### GOAL
Gather every line of the listing below that contains the string "sign", treating uppercase and lowercase letters as distinct.

>>>

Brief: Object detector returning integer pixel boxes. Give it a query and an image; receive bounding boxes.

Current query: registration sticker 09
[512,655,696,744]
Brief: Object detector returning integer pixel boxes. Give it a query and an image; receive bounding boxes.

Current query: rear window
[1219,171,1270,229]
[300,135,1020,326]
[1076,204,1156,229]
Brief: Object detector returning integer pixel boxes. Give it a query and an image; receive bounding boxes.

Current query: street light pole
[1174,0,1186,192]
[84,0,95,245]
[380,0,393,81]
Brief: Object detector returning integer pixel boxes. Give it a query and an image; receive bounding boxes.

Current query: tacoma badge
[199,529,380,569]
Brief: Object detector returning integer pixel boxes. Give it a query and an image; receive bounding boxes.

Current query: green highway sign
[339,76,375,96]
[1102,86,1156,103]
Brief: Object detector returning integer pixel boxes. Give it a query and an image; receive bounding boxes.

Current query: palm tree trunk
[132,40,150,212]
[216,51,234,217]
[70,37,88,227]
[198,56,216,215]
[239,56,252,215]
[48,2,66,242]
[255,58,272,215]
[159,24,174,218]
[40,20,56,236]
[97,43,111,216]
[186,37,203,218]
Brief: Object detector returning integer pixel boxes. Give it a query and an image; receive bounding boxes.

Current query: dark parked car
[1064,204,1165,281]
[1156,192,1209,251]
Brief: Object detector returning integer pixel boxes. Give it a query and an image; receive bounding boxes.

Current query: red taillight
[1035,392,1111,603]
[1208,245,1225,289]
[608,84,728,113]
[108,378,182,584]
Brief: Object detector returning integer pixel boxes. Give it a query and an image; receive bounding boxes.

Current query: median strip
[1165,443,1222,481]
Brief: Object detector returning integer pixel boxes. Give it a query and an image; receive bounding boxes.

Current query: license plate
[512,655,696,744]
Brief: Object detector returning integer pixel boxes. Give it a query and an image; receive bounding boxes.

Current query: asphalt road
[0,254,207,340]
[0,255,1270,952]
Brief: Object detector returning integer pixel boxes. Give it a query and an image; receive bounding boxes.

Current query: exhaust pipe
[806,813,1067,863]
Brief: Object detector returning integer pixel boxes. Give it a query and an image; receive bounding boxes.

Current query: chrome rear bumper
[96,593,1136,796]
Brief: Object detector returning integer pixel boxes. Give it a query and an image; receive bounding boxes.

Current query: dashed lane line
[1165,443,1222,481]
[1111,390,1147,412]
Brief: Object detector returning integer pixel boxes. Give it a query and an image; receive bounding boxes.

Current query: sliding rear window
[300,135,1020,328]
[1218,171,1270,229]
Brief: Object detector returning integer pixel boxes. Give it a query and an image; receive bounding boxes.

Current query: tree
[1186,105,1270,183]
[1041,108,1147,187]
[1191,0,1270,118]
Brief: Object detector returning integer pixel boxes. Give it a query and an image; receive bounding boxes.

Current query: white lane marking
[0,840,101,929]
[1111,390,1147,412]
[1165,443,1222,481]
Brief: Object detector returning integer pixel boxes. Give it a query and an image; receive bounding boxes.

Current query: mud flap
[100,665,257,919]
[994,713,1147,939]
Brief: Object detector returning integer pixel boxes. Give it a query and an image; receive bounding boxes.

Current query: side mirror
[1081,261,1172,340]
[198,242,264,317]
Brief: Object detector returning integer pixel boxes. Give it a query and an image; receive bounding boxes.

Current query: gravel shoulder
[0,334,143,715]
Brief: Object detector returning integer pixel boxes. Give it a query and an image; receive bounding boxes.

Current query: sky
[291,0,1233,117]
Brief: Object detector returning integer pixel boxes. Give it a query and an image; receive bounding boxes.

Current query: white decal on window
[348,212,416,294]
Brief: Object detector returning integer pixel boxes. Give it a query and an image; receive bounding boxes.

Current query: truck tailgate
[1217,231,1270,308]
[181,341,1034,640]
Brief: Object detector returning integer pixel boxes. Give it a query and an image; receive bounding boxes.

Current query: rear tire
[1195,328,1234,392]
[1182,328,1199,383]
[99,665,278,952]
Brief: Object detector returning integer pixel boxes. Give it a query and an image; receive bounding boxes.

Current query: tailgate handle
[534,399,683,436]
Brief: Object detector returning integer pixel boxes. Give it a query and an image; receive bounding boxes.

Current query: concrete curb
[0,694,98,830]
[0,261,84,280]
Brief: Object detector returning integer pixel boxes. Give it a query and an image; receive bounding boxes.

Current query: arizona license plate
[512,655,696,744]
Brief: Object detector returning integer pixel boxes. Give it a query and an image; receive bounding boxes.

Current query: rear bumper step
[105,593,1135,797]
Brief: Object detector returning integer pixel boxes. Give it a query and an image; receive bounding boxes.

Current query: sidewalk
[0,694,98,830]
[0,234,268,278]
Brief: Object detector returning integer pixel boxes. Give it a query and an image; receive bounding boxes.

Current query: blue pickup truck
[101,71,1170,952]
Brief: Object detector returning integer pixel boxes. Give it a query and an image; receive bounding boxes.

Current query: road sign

<<<

### TASK ANSWER
Current query: green highway sign
Current query: road sign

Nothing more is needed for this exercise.